··· Extrait fourni ···
Ses mots ont recollé le temps. L’intime touche à l’universel.
Le temps d’un jeudi après-midi, le temps d’une histoire, Elia Kazan lui a enlevé son délire. Et la vie l’a rattrapé. Lui a offert de l’existence. De l’existence dans le sens de Milan Kundera : « l’existence n’est pas ce qui s’est passé, l’existence est le champ des possibilités humaines, tout ce que l’homme peut devenir, tout ce dont il est capable ».
Pour définir l’existence, un autre écrivain, David Foster Wallace, passait par une petite fable géniale : l’histoire de deux jeunes poissons qui nagent et croisent un poisson plus âgé qui leur dit « Salut les garçons, l’eau est bonne ? ». Les deux jeunes poissons ne répondent pas, puis l’un regarde l’autre et fait « Tu sais ce que c’est, toi, l’eau ? ». L’existence donc, c’est ce qui est vital, réel, essentiel, et si bien dissimulé à nos yeux.
François a pu rencontrer un autre esprit, en l’occurrence Elia Kazan. C’est une intervention qui, tout en venant d’un autre, l’a touché au fond de lui, au sein de sa propre solitude. L’auteur a rencontré son monde interne, a donné forme à quelque chose qu’il ne pouvait élaborer psychiquement, dont il ne pouvait pas parler.
··· Données sources ···
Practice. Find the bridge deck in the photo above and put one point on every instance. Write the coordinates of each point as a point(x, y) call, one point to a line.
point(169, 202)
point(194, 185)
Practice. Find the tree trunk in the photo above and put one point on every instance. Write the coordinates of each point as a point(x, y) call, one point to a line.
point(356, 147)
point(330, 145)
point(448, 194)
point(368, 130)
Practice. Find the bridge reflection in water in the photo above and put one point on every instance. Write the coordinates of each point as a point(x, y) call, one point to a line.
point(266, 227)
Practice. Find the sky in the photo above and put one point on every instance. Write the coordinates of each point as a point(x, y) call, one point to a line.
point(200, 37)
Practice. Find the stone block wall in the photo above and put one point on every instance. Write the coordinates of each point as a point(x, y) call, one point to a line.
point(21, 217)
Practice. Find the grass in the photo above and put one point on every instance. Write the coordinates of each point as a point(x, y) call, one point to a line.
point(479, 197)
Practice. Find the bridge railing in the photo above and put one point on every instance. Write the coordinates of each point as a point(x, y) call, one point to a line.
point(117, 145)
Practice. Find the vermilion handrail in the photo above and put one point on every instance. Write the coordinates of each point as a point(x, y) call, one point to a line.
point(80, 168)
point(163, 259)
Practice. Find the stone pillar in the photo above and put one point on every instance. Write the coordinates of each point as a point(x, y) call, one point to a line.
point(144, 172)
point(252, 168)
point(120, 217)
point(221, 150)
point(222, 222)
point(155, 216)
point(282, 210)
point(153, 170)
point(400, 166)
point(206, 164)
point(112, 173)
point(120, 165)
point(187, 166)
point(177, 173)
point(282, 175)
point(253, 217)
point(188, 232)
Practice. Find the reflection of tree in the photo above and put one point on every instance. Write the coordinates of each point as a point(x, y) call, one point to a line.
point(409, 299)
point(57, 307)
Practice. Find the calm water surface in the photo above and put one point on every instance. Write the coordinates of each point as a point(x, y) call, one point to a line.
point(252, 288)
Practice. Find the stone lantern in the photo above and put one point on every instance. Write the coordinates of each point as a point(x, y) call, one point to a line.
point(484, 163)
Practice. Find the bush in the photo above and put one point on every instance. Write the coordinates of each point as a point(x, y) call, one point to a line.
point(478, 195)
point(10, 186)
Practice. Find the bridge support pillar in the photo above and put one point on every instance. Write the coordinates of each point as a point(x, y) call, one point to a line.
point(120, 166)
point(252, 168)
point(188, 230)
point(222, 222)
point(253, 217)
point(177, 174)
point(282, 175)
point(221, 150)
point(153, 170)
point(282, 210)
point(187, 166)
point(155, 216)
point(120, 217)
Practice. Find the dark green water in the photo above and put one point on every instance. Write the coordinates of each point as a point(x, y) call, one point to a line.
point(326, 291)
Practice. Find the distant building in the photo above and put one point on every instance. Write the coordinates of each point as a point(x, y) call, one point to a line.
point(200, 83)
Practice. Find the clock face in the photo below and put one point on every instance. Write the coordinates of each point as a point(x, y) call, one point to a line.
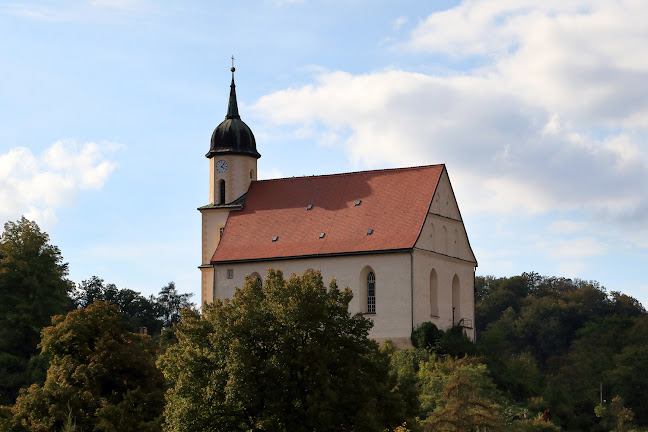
point(221, 166)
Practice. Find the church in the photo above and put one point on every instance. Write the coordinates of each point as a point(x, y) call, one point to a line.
point(394, 236)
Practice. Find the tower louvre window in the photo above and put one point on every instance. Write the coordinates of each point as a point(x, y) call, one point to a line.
point(222, 192)
point(371, 293)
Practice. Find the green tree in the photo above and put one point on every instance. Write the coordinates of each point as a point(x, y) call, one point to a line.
point(615, 417)
point(101, 377)
point(280, 356)
point(458, 396)
point(170, 302)
point(33, 288)
point(138, 310)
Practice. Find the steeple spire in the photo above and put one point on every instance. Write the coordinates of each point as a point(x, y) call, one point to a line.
point(232, 107)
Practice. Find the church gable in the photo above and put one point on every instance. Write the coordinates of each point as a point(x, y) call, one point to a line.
point(444, 202)
point(443, 231)
point(358, 212)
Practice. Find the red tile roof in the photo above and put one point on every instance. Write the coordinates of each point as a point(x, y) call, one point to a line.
point(394, 204)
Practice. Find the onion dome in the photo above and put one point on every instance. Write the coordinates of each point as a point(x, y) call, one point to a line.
point(233, 136)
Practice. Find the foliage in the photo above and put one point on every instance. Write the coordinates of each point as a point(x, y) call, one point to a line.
point(101, 377)
point(615, 416)
point(458, 395)
point(560, 340)
point(169, 304)
point(282, 355)
point(452, 342)
point(33, 288)
point(153, 313)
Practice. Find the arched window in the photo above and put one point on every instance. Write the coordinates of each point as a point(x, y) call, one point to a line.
point(222, 196)
point(456, 301)
point(371, 293)
point(443, 241)
point(257, 278)
point(434, 294)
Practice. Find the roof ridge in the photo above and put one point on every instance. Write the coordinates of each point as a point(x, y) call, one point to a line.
point(355, 172)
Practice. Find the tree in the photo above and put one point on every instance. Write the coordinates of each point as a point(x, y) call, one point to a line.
point(101, 377)
point(616, 417)
point(138, 310)
point(170, 303)
point(33, 288)
point(458, 395)
point(281, 356)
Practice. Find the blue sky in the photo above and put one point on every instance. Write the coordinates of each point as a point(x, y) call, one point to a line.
point(539, 110)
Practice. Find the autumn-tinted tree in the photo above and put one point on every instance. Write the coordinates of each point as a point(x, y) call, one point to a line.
point(101, 377)
point(279, 356)
point(458, 395)
point(33, 288)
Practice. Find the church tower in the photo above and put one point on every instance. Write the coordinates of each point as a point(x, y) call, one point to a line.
point(232, 167)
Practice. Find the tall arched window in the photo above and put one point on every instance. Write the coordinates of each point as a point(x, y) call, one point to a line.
point(371, 293)
point(222, 195)
point(443, 243)
point(257, 278)
point(434, 294)
point(456, 301)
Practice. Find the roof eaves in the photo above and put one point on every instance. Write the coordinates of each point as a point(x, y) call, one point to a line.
point(332, 254)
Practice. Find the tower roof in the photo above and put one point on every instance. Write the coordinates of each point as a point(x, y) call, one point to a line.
point(233, 136)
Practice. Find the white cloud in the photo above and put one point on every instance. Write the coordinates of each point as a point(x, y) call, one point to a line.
point(37, 185)
point(399, 22)
point(509, 154)
point(580, 58)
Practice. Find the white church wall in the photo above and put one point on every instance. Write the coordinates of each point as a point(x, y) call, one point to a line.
point(445, 236)
point(444, 202)
point(445, 268)
point(393, 285)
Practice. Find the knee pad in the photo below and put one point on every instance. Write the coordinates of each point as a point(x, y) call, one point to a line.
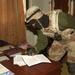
point(71, 68)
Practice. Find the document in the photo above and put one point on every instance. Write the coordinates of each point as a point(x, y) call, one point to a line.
point(5, 71)
point(34, 60)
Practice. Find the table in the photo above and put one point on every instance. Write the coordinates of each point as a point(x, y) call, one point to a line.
point(53, 68)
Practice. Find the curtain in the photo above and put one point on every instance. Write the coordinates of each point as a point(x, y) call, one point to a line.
point(12, 26)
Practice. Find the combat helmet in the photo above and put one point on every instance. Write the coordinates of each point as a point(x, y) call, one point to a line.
point(33, 12)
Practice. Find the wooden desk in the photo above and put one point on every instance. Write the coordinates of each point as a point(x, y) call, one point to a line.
point(53, 68)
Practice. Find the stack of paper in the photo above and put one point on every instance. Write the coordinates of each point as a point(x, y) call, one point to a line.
point(5, 71)
point(30, 60)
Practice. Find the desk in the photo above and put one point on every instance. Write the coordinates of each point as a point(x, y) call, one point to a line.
point(53, 68)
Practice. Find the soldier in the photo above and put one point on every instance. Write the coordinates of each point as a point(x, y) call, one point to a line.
point(57, 25)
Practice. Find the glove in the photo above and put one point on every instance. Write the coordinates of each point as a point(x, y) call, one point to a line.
point(31, 51)
point(57, 36)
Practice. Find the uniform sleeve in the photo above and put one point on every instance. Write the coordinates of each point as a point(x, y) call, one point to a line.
point(42, 42)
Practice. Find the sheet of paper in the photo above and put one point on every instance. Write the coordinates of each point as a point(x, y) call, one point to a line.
point(3, 69)
point(2, 58)
point(18, 60)
point(33, 60)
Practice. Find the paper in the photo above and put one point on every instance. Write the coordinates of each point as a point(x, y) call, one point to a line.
point(2, 58)
point(30, 60)
point(5, 71)
point(36, 59)
point(18, 60)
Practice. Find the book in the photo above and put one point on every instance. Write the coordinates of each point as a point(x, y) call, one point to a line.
point(5, 71)
point(32, 60)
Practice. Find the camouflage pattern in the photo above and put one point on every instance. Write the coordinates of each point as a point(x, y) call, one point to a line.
point(31, 11)
point(59, 48)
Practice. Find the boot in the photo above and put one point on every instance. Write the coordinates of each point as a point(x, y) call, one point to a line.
point(71, 68)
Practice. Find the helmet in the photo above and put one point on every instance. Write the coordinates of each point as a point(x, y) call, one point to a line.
point(33, 12)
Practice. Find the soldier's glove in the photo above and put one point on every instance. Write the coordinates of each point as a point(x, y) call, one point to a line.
point(57, 37)
point(31, 51)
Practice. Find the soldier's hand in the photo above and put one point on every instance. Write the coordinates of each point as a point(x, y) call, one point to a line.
point(31, 51)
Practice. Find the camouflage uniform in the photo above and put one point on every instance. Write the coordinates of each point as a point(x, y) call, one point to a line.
point(67, 44)
point(63, 24)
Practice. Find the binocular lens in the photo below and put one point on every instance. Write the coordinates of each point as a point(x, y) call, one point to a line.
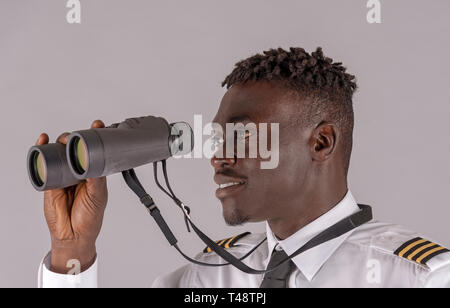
point(81, 155)
point(48, 169)
point(39, 169)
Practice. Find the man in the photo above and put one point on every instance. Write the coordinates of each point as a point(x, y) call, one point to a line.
point(310, 96)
···
— Consigne —
Traduisez en anglais cette phrase de l'extrait fourni : « L’existence donc, c’est ce qui est vital, réel, essentiel, et si bien dissimulé à nos yeux. »

— Réponse —
Existence, then, is what is vital, real, essential, and so well hidden from our eyes.